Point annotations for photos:
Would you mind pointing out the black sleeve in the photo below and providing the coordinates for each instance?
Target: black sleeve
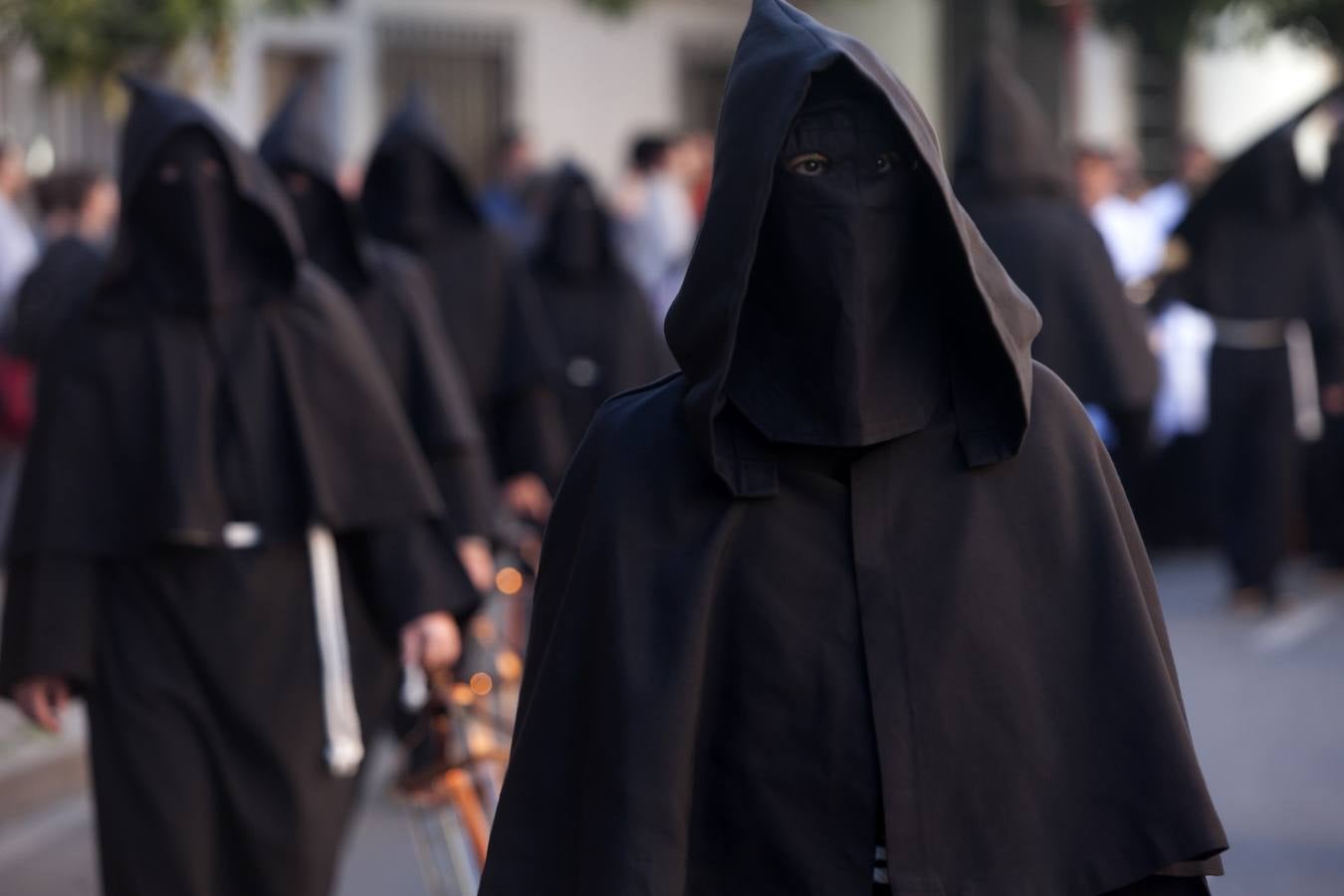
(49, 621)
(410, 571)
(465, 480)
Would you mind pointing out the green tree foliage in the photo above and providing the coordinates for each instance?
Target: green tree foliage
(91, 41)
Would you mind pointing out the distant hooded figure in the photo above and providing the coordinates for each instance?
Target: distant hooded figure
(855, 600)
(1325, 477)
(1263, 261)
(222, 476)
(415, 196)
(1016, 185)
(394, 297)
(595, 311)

---

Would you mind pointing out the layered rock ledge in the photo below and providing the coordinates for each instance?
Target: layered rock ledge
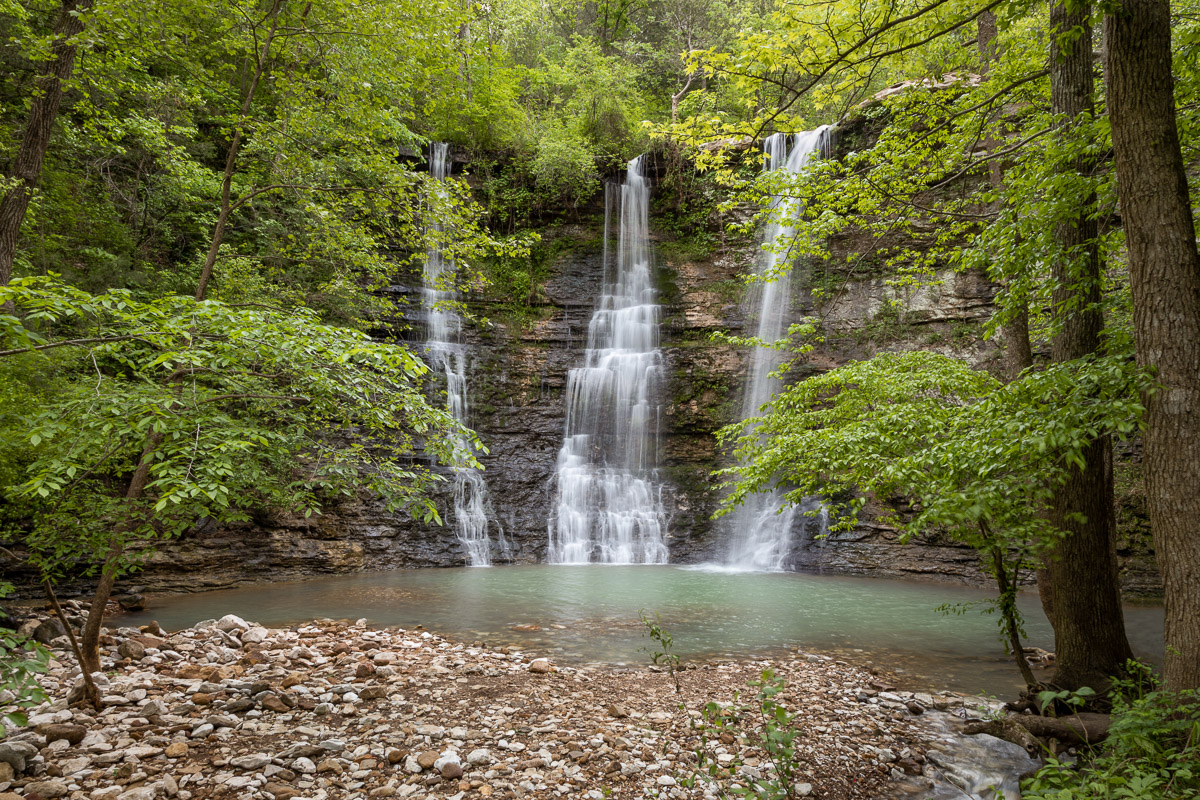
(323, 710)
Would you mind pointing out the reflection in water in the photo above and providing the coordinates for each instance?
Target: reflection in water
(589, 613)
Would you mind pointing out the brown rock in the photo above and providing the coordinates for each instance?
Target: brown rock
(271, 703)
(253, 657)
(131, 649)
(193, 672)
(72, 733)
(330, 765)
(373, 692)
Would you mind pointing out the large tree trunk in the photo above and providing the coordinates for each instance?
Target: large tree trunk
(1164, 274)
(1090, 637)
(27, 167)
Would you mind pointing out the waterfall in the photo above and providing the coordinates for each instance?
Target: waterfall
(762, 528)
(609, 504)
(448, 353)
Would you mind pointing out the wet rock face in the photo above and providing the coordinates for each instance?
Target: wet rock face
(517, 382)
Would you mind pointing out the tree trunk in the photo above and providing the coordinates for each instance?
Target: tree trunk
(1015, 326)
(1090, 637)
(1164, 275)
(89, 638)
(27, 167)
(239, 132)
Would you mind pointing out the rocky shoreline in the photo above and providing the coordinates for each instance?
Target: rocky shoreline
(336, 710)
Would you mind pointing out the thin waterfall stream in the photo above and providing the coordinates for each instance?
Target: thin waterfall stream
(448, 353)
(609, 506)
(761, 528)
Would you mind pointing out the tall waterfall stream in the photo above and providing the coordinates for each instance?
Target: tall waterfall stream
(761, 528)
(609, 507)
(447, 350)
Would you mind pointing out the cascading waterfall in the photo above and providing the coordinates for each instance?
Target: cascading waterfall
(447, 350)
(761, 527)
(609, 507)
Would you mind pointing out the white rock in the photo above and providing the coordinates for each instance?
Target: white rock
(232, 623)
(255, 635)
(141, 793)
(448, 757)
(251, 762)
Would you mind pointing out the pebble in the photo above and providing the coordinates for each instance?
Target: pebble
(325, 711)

▶ Written request:
Pull out every line of the records above that contains the word "large", and treat uppercase and lowercase letters as different.

▶ Response to this exercise:
Would you mind pointing out the large tree trunk in the photo above and providing the coordinates for each instance?
Target: large tree trunk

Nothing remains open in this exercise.